— start of Material shown —
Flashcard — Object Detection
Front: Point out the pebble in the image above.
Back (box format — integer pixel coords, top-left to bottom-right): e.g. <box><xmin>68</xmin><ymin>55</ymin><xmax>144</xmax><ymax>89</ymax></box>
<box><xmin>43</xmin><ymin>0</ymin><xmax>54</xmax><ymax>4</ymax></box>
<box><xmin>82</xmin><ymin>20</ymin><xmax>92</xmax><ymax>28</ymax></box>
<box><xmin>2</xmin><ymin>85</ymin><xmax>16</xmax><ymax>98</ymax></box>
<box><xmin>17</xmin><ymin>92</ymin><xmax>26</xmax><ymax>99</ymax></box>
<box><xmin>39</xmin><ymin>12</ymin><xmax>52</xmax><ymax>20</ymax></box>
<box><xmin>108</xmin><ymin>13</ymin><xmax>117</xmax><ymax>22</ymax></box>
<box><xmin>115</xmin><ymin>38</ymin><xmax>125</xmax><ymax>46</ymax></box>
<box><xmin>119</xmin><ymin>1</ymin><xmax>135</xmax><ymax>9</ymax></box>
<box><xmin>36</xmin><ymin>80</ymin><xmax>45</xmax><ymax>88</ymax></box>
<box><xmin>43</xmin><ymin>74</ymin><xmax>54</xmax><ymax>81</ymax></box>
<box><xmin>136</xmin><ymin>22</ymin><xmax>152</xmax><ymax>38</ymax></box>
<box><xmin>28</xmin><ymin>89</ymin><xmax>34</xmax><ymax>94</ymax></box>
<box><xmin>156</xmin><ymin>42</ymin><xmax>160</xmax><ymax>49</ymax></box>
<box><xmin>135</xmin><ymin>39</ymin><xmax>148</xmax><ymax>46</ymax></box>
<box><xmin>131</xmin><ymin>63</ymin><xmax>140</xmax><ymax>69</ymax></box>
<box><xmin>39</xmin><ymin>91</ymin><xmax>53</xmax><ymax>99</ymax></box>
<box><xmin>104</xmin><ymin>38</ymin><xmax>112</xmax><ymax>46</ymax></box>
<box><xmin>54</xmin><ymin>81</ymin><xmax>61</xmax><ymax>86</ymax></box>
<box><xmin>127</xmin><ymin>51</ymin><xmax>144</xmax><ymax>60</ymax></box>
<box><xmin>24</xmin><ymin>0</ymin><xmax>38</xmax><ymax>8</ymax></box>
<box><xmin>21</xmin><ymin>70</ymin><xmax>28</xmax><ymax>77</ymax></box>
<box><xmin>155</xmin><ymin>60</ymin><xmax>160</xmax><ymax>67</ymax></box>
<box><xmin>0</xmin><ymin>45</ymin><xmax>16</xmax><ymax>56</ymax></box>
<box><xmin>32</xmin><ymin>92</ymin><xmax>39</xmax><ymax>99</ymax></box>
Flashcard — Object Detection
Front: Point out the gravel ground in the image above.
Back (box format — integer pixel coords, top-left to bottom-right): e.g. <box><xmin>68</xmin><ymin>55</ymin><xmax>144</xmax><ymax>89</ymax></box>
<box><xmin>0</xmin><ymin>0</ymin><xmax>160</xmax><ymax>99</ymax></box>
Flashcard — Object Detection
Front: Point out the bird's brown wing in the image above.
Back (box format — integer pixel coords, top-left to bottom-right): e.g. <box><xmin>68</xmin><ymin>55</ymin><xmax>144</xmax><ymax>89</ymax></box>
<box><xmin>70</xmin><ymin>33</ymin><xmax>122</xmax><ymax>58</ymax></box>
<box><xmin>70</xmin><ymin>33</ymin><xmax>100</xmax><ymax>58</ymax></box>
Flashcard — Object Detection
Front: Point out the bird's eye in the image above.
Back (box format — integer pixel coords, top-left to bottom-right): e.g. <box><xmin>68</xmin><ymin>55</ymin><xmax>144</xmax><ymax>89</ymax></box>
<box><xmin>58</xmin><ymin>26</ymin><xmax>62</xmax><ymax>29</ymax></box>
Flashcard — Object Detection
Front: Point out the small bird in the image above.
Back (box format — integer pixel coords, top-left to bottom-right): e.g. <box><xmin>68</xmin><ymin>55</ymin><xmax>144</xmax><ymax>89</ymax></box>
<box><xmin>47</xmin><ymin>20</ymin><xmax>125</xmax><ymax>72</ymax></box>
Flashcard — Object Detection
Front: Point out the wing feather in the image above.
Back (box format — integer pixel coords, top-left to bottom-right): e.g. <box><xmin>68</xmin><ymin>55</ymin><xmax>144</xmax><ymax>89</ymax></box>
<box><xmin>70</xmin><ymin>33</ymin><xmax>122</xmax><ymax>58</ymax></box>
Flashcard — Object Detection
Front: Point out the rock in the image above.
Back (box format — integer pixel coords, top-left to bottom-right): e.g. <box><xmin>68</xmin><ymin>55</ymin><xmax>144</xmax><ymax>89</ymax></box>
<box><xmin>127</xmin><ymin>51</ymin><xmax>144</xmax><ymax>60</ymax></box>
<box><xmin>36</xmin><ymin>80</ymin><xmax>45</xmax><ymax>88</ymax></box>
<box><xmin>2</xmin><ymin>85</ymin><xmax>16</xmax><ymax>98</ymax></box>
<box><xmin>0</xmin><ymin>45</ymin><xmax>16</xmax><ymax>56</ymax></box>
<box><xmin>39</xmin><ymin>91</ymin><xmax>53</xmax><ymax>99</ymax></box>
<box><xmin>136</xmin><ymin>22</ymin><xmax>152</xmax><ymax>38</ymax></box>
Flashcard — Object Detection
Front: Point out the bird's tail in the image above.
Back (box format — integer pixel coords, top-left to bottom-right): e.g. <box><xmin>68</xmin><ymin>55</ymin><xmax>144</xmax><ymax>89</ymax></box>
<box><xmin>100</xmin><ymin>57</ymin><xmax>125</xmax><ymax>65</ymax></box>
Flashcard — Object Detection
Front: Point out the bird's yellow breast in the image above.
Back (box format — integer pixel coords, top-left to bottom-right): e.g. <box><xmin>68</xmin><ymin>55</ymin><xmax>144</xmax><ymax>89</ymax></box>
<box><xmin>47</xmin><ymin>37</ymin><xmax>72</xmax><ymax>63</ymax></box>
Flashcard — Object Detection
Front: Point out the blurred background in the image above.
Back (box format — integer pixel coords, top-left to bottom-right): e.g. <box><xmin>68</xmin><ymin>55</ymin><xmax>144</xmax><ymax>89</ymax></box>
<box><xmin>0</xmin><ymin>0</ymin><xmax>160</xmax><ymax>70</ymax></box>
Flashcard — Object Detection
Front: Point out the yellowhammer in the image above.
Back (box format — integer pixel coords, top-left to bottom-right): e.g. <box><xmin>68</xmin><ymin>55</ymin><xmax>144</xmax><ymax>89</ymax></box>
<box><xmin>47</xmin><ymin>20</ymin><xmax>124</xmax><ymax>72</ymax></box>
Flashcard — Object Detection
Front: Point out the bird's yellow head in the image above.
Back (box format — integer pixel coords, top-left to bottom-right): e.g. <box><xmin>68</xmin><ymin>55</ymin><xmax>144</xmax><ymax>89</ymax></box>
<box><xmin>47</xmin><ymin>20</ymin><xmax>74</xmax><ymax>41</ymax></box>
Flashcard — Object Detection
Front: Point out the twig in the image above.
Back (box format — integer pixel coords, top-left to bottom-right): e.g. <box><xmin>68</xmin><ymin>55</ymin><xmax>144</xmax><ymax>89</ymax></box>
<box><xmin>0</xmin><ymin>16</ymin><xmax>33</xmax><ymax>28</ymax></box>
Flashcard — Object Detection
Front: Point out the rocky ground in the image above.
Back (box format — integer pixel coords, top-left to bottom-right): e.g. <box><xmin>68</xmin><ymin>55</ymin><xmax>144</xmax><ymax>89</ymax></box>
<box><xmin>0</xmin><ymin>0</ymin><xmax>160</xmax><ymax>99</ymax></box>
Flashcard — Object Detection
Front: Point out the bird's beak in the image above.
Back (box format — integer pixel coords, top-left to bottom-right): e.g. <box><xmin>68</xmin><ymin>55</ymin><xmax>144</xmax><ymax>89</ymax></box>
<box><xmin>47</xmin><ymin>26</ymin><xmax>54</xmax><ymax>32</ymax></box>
— end of Material shown —
Requirement:
Count the lines above that contain the string "bird". Reply with the number only.

Result of this task:
7